►

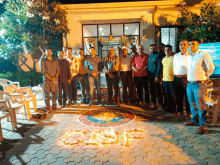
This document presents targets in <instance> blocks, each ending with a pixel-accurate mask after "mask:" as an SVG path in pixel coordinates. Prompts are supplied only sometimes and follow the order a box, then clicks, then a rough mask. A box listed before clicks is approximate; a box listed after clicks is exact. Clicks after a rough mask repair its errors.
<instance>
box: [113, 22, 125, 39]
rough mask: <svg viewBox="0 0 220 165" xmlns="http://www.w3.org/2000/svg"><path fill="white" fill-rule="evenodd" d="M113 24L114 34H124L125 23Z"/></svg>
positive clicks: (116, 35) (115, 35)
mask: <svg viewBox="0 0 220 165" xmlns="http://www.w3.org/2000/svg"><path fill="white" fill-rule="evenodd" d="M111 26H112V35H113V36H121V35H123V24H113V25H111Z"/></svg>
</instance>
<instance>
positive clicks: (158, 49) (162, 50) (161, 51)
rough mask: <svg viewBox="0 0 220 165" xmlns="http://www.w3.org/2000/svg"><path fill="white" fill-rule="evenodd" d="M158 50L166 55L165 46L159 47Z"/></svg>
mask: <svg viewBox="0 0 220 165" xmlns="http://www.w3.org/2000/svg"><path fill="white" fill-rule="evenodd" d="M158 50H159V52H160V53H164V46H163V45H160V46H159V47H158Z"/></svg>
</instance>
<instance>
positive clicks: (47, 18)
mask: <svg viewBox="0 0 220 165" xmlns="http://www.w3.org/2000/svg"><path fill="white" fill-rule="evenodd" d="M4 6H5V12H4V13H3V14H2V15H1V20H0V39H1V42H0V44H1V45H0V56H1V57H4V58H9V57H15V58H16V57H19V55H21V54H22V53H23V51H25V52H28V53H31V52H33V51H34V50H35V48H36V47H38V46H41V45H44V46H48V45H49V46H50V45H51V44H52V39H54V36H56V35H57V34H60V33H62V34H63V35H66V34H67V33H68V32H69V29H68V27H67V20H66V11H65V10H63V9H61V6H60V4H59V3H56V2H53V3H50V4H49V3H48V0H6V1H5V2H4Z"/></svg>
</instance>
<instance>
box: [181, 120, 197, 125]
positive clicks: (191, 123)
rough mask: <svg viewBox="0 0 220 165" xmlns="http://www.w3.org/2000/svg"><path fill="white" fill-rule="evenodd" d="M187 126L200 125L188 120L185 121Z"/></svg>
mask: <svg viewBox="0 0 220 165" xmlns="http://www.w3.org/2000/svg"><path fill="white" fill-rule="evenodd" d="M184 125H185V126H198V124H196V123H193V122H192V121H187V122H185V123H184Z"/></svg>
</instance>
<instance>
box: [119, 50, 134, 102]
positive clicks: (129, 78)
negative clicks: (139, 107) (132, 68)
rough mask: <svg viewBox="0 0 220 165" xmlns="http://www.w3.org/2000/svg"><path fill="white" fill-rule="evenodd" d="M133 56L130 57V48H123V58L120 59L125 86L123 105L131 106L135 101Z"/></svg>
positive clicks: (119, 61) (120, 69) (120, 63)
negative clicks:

◄

ACTIVITY
Copy out all the entries exactly. Images stay out of the copy.

FINISHED EXERCISE
This document presents targets in <instance> blocks, each ending with a pixel-accurate mask after "mask:" as an SVG path in pixel coordinates. Prompts are supplied only sometimes and follow the order a box, then clicks, then a rough mask. A box listed before clicks is approximate; a box listed after clicks is exact. Clicks after a rough mask repair its errors.
<instance>
box: [113, 22, 125, 39]
rough mask: <svg viewBox="0 0 220 165" xmlns="http://www.w3.org/2000/svg"><path fill="white" fill-rule="evenodd" d="M113 24L114 34H124L125 23Z"/></svg>
positive clicks: (116, 35) (115, 35)
mask: <svg viewBox="0 0 220 165" xmlns="http://www.w3.org/2000/svg"><path fill="white" fill-rule="evenodd" d="M111 26H112V35H113V36H121V35H123V24H113V25H111Z"/></svg>
</instance>
<instance>
positive clicks: (158, 49) (162, 50) (161, 51)
rough mask: <svg viewBox="0 0 220 165" xmlns="http://www.w3.org/2000/svg"><path fill="white" fill-rule="evenodd" d="M158 50L166 55L165 46L159 47Z"/></svg>
mask: <svg viewBox="0 0 220 165" xmlns="http://www.w3.org/2000/svg"><path fill="white" fill-rule="evenodd" d="M158 50H159V52H160V53H164V46H163V45H160V46H159V47H158Z"/></svg>
</instance>
<instance>
positive clicks: (47, 18)
mask: <svg viewBox="0 0 220 165" xmlns="http://www.w3.org/2000/svg"><path fill="white" fill-rule="evenodd" d="M4 6H5V12H4V13H3V14H2V15H1V20H0V39H1V42H0V44H1V45H0V56H1V57H4V58H9V57H15V58H16V57H19V55H21V54H22V53H23V51H25V52H28V53H31V52H33V51H34V50H35V48H36V47H38V46H41V45H44V46H48V45H49V46H50V45H51V44H52V39H54V36H56V35H57V34H60V33H62V34H63V35H66V34H67V33H68V32H69V29H68V27H67V20H66V11H65V10H63V9H61V6H60V4H59V3H56V2H53V3H50V4H49V3H48V0H6V1H5V2H4Z"/></svg>
</instance>
<instance>
box: [181, 120, 197, 125]
positive clicks: (191, 123)
rough mask: <svg viewBox="0 0 220 165" xmlns="http://www.w3.org/2000/svg"><path fill="white" fill-rule="evenodd" d="M187 126L200 125L188 120L185 121Z"/></svg>
mask: <svg viewBox="0 0 220 165" xmlns="http://www.w3.org/2000/svg"><path fill="white" fill-rule="evenodd" d="M184 125H185V126H198V124H196V123H193V122H192V121H187V122H185V123H184Z"/></svg>
</instance>
<instance>
box: [119, 50, 134, 102]
positive clicks: (129, 78)
negative clicks: (139, 107) (132, 68)
rough mask: <svg viewBox="0 0 220 165" xmlns="http://www.w3.org/2000/svg"><path fill="white" fill-rule="evenodd" d="M133 56L130 57V48H123V58L120 59L125 86L123 105L131 106L135 101Z"/></svg>
positive clicks: (119, 61) (120, 69) (120, 63)
negative clicks:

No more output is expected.